**GIVEN PASSAGE:**

Years later, Nannie wrote, "I married, as my father wished, in 1921 to a boy I only knowed about four or five months who had no family, only a mother who was unwed and who had taken over my life completely when we were married. She never seen anything wrong with what he done, but she would take spells. She would not let my own mother stay all night..."

Rephrased, Nannie hadn't lost a demanding poppa; she gained a mother-in-law of identical cloth. If Nannie wanted to dine out and Mrs. Braggs didn't, the latter would contract a dizzy spell or a stomach cramp until her son was forced to relent; they stayed in. If Nannie wanted to attend the picture show at the Bijou and Mrs. Braggs didn't, the symptoms would return; and they'd spend the evening at home playing Mah-Jongg at the kitchen table.

The Braggses had four daughters within a four-year period, the first, Melvina, in 1923, and the last, Florine, in 1927. Pressures from raising babies, pleasing Mother Braggs and cooking for a ravenous husband mounted she began to partake of the family's liquor closet and what had been a casual smoking habit escalated to chronic. Eventually these built-up tensions exploded within her. Her only recourse was to cry onto the shoulders of strangers.

Between her pregnancies she found time to seek coventry in Blue Mountain's assorted gin mills where drunken men pawed at her and drooled over her and made her feel that she was still attractive.

Her indiscretions were fairly easy to pull off because she chose to effect them when Braggs himself was inebriated and cozy in the arms of another woman or two on the outskirts of town. He would disappear for days, she later testified, forgetting to remind herself that she looked forward to his binges. And hers.

The marriage was down and up, mostly down, flat on its back. Having both found sexual satisfaction in others, even the marriage bed, the one factor that might have kept them together, albeit carnally, faded. Their sexual AWOLs increased and if the couple happened to be together once a week say, at the dinner table it was quite by accident.

Early in 1927, the Braggses lost their two middle daughters, both, says Terry Manners in Deadlier Than the Male, to "suspected food poisoning." Each child seemed fine at breakfast, but had died by lunchtime. Although the local medics called their deaths accidental, Charley Braggs wasn't convinced. He evidently had seen something [wrong] in Nannie's coal eyes, up close. He soon bolted, taking his oldest daughter Melvina, his pet, with him. He left newborn Florine behind.

**USING THE INFORMATION:**
[1] Print the passage about Nannie's marriage word for word, from "Her indiscretions were" up to and including "quite by accident.".
[2] List the pressures that the passage about Nannie's marriage says mounted on her.
[3] In the passage about Nannie's marriage, which daughter did Charley Braggs take with him when he left?
The records come from a different source than the passage about Nannie's marriage.

**EXCERPTED RECORDS:**
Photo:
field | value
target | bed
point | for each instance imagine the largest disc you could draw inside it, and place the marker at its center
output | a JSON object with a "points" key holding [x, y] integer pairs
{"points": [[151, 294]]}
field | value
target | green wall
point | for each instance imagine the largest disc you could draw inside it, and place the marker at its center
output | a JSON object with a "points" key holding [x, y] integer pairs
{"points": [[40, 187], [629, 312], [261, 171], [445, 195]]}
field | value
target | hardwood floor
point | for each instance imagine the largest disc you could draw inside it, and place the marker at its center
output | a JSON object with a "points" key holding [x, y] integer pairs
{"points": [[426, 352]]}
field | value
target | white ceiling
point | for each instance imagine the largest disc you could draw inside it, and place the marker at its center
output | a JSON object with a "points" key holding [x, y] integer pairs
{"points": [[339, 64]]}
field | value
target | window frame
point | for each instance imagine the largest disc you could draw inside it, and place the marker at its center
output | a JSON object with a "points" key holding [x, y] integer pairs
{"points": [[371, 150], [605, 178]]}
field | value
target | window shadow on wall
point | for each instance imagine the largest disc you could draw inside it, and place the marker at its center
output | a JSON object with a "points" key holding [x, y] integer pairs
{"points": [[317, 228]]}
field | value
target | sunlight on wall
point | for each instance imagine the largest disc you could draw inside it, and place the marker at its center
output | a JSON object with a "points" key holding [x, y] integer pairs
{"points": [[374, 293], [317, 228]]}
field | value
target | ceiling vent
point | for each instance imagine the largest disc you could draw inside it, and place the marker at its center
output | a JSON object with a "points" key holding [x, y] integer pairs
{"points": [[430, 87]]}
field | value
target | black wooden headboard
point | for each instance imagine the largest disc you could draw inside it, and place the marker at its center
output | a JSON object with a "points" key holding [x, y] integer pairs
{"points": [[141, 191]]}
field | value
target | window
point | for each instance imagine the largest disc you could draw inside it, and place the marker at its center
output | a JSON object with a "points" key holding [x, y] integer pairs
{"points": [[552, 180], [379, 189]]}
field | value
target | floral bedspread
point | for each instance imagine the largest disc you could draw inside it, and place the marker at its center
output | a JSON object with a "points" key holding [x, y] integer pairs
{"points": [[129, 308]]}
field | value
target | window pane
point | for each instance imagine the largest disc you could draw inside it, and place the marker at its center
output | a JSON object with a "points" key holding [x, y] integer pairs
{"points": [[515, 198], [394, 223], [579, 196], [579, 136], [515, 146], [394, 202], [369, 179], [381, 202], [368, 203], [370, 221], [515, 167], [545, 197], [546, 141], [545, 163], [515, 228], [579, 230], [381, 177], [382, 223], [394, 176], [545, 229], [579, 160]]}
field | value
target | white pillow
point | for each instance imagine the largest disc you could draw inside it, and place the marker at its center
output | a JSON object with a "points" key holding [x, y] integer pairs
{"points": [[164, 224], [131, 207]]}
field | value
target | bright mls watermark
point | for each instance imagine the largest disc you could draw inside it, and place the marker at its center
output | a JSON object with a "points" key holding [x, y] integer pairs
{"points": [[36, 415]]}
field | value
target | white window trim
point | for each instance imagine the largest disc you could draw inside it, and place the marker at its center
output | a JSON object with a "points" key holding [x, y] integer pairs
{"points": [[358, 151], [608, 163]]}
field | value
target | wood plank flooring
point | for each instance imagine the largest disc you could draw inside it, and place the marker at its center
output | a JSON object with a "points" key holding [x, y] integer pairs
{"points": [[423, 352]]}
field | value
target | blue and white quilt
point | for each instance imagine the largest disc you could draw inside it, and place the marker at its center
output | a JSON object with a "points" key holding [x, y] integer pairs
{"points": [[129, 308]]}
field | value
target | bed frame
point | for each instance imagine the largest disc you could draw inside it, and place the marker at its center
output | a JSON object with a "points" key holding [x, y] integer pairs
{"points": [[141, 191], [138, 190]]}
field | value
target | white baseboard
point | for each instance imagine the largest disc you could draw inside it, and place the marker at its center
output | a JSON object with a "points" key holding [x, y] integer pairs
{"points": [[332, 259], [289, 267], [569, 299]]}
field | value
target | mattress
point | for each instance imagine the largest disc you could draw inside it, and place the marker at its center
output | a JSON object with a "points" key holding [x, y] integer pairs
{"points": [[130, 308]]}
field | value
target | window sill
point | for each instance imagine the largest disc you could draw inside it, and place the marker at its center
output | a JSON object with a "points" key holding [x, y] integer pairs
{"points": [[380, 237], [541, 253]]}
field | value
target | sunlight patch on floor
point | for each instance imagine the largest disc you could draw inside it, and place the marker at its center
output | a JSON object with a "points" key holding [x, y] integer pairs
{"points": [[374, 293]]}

**EXPECTED OUTPUTS:**
[1]
Her indiscretions were fairly easy to pull off because she chose to effect them when Braggs himself was inebriated and cozy in the arms of another woman or two on the outskirts of town. He would disappear for days, she later testified, forgetting to remind herself that she looked forward to his binges. And hers.

The marriage was down and up, mostly down, flat on its back. Having both found sexual satisfaction in others, even the marriage bed, the one factor that might have kept them together, albeit carnally, faded. Their sexual AWOLs increased and if the couple happened to be together once a week say, at the dinner table it was quite by accident.

[2] raising babies; pleasing Mother Braggs; cooking for a ravenous husband

[3] Melvina, his oldest daughter